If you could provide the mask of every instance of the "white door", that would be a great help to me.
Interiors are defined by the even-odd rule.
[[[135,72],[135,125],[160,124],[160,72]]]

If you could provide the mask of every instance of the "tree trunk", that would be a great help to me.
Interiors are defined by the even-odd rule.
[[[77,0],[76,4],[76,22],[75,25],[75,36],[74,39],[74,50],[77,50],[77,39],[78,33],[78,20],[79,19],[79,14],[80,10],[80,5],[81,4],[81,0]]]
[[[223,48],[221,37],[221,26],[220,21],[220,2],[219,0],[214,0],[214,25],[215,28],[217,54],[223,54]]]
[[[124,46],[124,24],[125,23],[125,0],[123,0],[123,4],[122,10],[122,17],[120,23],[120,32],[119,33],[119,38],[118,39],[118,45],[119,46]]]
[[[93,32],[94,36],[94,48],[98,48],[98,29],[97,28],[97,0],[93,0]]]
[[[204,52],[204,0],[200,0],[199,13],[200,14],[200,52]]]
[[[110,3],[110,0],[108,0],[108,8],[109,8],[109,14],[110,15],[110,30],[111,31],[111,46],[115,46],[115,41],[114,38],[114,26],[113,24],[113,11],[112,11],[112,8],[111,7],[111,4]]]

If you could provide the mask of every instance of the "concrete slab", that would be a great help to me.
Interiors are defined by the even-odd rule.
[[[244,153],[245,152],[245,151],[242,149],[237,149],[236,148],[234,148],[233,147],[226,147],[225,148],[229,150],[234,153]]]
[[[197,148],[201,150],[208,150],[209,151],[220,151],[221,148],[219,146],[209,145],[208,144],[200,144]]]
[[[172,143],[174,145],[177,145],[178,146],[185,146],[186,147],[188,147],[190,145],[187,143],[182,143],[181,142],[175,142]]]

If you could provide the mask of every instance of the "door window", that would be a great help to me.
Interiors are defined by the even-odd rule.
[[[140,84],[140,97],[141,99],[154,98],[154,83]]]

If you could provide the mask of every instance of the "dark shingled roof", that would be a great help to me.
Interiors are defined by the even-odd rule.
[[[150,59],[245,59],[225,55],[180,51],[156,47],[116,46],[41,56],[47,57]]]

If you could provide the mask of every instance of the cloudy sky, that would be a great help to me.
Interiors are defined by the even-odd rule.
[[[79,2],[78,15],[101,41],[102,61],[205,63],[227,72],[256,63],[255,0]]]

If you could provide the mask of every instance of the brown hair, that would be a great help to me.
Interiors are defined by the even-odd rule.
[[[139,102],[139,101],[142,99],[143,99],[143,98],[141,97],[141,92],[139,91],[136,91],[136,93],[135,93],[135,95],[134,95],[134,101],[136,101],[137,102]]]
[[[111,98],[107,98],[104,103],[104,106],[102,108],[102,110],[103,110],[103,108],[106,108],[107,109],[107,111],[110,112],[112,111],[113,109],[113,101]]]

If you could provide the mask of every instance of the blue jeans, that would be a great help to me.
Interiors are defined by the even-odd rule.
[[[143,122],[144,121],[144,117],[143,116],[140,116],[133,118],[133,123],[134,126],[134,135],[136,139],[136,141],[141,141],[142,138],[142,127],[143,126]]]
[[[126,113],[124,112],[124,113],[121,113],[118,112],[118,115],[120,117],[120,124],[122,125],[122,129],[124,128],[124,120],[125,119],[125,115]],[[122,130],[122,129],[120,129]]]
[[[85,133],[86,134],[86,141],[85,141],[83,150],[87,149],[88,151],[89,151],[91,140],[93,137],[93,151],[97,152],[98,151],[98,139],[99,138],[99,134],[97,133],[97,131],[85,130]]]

— What the task requires —
Retype the entire listing above word for word, keeping every line in its original order.

— Written reply —
If you could provide the mask of every instance of the "white door", that would be a great help to me.
Interiors are defined by the even-odd rule.
[[[135,72],[135,125],[160,124],[160,72]]]

If you could provide the mask of every instance of the "tree trunk", that would be a great help to me.
Interiors are defined by the even-odd rule.
[[[77,0],[76,4],[76,22],[75,25],[75,36],[74,39],[74,50],[77,50],[77,39],[78,33],[78,20],[79,19],[79,14],[80,10],[80,5],[81,4],[81,0]]]
[[[223,48],[221,37],[221,26],[220,21],[220,2],[219,0],[214,0],[214,25],[215,28],[217,54],[223,54]]]
[[[124,46],[124,24],[125,23],[125,0],[123,0],[123,4],[122,10],[122,17],[120,23],[120,32],[119,33],[119,38],[118,39],[118,45],[119,46]]]
[[[93,32],[94,36],[94,48],[98,48],[98,29],[97,28],[97,0],[93,0]]]
[[[204,52],[204,0],[200,0],[199,13],[200,14],[200,52]]]
[[[110,3],[110,0],[108,0],[108,8],[109,8],[109,14],[110,15],[110,30],[111,31],[111,46],[115,46],[115,41],[114,38],[114,26],[113,24],[113,11],[112,11],[112,8],[111,7],[111,4]]]

If you could provide the mask of every instance of the "concrete slab", that would be a great help to me.
Interiors are defined by the even-odd rule.
[[[244,153],[245,152],[245,151],[242,149],[237,149],[236,148],[234,148],[233,147],[226,147],[225,148],[229,150],[234,153]]]
[[[197,148],[201,150],[208,150],[209,151],[220,151],[221,148],[219,146],[209,145],[208,144],[200,144]]]
[[[172,143],[174,145],[177,145],[178,146],[185,146],[186,147],[188,147],[190,145],[187,143],[182,143],[181,142],[175,142]]]

If you could provide the mask of every instance of the "door window", that would be a great help to me.
Interiors are defined by the even-odd rule.
[[[140,84],[140,97],[141,99],[154,98],[154,83]]]

If you could provide the mask of every instance of the "dark shingled roof", that would be a great help to me.
Interiors are defined by the even-odd rule.
[[[150,59],[245,59],[225,55],[180,51],[156,47],[116,46],[41,56],[47,57]]]

If you could provide the mask of every instance of the cloudy sky, that would be a great help to me.
Interiors are defined by the even-odd rule.
[[[79,2],[78,15],[101,41],[102,61],[205,63],[227,72],[256,63],[255,0]]]

If you could provide the mask of every instance of the brown hair, that would be a great help to me.
Interiors are defined by the even-odd rule.
[[[139,102],[139,101],[142,99],[143,99],[143,98],[141,97],[141,92],[139,91],[136,91],[136,93],[135,93],[135,95],[134,95],[134,101],[136,101],[137,102]]]
[[[111,98],[107,98],[104,103],[104,106],[102,108],[102,110],[103,110],[103,108],[106,108],[107,109],[107,111],[110,112],[112,111],[113,109],[113,101]]]

If you could provide the mask of every instance of the blue jeans, that would be a great help to me.
Interiors are defined by the even-odd rule.
[[[143,122],[144,121],[144,117],[143,116],[140,116],[133,118],[133,123],[134,126],[134,135],[136,139],[136,141],[141,141],[142,138],[142,127],[143,126]]]
[[[126,113],[124,112],[124,113],[121,113],[118,112],[118,115],[120,117],[120,124],[122,125],[122,129],[124,128],[124,120],[125,119],[125,115]],[[122,130],[122,129],[120,129]]]
[[[85,133],[86,134],[86,141],[85,141],[83,150],[87,149],[88,151],[89,151],[91,140],[93,137],[93,151],[97,152],[98,151],[98,139],[99,138],[99,134],[97,133],[97,131],[85,130]]]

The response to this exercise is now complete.